ACTIVITY 1>
In the passage on trans fatty acids and albumin excretion, which variable did the XGBoost model find to be the most critical?
ACTIVITY 2>
Write the next part of the passage on trans fatty acids and albumin excretion, picking up after its last sentence.
[SELECTED PASSAGE — start]
As far as we know, our large-scale cross-sectional study is the initial attempt to investigate the latent association between circulating TFA isoforms and the ACR in the United States. With 3785 NHANES participants enrolled, we observed a positive correlation between elaidic acid, linolelaidic acid, sum TFAs, and the ACR in fully adjusted model. More importantly, these associations were more pronounced in the hypertensive/no diabetes population. The XGBoost model for machine learning was built to determine the relative contribution of circulating TFAs to the ACR. It was found that the sum of TFAs was the most critical variable. Furthermore, to assess the non-linearity of the relationship, smooth curve fitting and a threshold effect analysis were constructed. Finally, to verify the robustness of the results, sensitivity analysis was performed.
Since the 1990s, evidence of TFAs being harmful to physical health has been accumulating [36, 37]. In 1999, a rule was proposed by the FDA on TFA labeling, which required that the amount of TFAs per serving should be displayed on packaged foods. After the rule was presented, the intake of TFAs fell from 4.6 g to 1.0 g/person/day from 2003 to 2012 . Industrially-produced trans fats are effectively banned in the U.S., but they remain a major problem in less developed countries. Therefore, our study has important clinical implications for clinical diet modification.
A few studies have determined the effect of TFA intake on renal function; for example, Abbate  demonstrated that the ACR was significantly correlated with TFA intake in patients with NAFLD and metabolic syndrome, and Lin  demonstrated a direct association between TFA intake and decreased eGFR in models adjusted for age and energy. All these results are in agreement with our results to some extent. However, in these studies, estimates of TFA intake may be limited by recall bias of the food frequency questionnaire, particularly the inability to identify the effects of specific TFA isoforms. Only the sum of all TFA intake was used in the analyses. Besides, studies were restricted to specific populations. Therefore, our study was the first to demonstrate that the different circulating TFA isoforms were positively and independently correlated with urinary albumin excretion in a fully adjusted model.
[SELECTED PASSAGE — finish]
[GIVEN INFORMATION — start]
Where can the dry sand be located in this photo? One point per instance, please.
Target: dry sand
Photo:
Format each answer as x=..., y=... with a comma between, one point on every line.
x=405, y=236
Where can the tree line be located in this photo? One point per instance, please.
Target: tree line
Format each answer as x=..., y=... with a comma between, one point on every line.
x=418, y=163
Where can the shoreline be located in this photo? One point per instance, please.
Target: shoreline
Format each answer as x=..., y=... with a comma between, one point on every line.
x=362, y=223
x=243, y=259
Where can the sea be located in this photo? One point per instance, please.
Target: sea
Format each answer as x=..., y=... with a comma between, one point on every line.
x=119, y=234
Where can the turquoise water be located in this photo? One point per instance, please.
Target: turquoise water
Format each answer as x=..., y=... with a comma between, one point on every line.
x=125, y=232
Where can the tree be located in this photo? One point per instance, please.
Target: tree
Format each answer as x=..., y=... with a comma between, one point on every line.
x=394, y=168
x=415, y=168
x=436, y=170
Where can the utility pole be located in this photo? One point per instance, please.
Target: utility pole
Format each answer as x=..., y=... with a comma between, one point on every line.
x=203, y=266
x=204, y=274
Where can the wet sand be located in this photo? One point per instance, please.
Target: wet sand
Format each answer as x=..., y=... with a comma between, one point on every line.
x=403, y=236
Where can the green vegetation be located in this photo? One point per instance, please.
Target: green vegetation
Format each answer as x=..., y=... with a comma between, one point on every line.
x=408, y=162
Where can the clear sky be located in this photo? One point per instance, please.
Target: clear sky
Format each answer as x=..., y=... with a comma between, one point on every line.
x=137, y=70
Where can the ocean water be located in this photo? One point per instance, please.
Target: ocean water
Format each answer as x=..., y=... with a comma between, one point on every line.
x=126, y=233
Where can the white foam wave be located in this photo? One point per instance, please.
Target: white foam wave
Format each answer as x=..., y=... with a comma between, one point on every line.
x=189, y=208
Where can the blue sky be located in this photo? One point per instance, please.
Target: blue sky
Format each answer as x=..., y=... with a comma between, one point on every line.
[GIVEN INFORMATION — finish]
OUTPUT 1>
The sum of TFAs was the most critical variable.

OUTPUT 2>
In our study, most of the participants had ACR levels within the normal range (< 10 mg/g), and almost all the participants had an ACR level of less than 30 mg/g. Previous research evidence suggested that albuminuria, even if the ACR level was less than 30 mg/g, was linked to cardiovascular risk factors and metabolic syndrome in the general population . There is also evidence that ACR levels, which were less than 30 mg/g, had a linear relationship with all-cause mortality . In particular, the ACR has been used to demonstrate the association of even low levels of albuminuria (sub microalbuminuria) with renal events . Another study concluded that any degree of albuminuria (such as microalbuminuria) is a risk factor for cardiovascular events, and in particular, an increase of 3.52 mg/g in the ACR was linked to a 5.9% rise in the risk of CV . Therefore, although the ACR levels of our participants were less than 30 mg/g and the effect size was small, the results still indicate that high levels of circulating TFAs may increase the risk of cardiovascular disease and renal events, so regular screening of urinary albumin and early intervention are warranted. Moreover, in our study, extremely high levels of palmitelaidic acid, elaidic acid, and sum TFAs appear to be negatively associated with the ACR. One reason for this result may be due to inadequate clinical samples. In order to ensure the consistency of the findings, we conducted a sensitivity analysis by excluding the extreme TFA values. Despite this adjustment, the smooth curve fitting continued to demonstrate favorable correlations between palmitelaidic acid, elaidic acid, linolelaidic acid, sum TFAs and the ACR. Therefore, further investigation is required through extensive retrospective and prospective studies involving larger sample sizes to elucidate the associations between different TFA isoforms and the ACR.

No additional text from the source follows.